- **EXERCISE DESCRIPTION**: Show each line from the records below in which the word "Target" occurs.

- **PROVIDED ENTRIES**:
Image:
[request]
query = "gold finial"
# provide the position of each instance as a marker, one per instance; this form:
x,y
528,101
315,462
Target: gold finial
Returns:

==

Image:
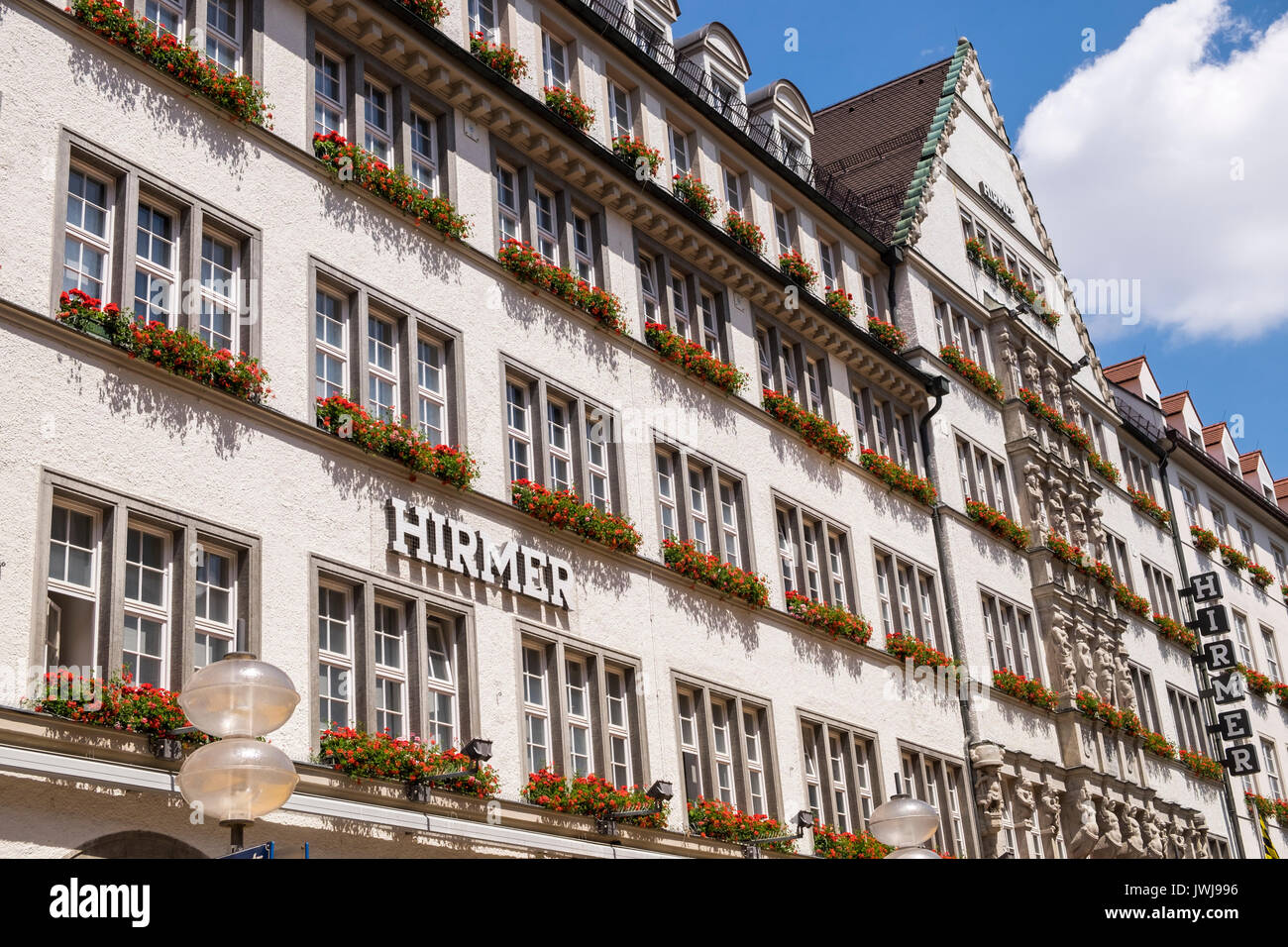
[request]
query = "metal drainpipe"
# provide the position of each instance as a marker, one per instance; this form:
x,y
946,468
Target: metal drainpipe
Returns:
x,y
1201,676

==

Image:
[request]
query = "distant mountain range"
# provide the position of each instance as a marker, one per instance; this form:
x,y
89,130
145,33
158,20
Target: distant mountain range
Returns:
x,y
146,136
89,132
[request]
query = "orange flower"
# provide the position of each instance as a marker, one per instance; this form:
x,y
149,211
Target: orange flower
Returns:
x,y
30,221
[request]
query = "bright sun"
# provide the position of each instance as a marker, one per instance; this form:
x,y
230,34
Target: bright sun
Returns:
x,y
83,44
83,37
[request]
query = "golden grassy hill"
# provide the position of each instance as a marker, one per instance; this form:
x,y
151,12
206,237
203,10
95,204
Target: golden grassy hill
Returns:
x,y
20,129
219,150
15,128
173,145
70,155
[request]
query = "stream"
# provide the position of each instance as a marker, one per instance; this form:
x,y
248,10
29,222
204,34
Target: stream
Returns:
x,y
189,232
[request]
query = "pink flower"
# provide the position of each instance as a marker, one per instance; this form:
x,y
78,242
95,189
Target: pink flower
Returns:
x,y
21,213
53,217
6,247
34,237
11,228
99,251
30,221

- **RESULT OF THE TASK**:
Target: gold finial
Target: metal drainpipe
Target: distant mountain range
Target: orange flower
Target: bright sun
Target: golden grassy hill
Target: stream
Target: pink flower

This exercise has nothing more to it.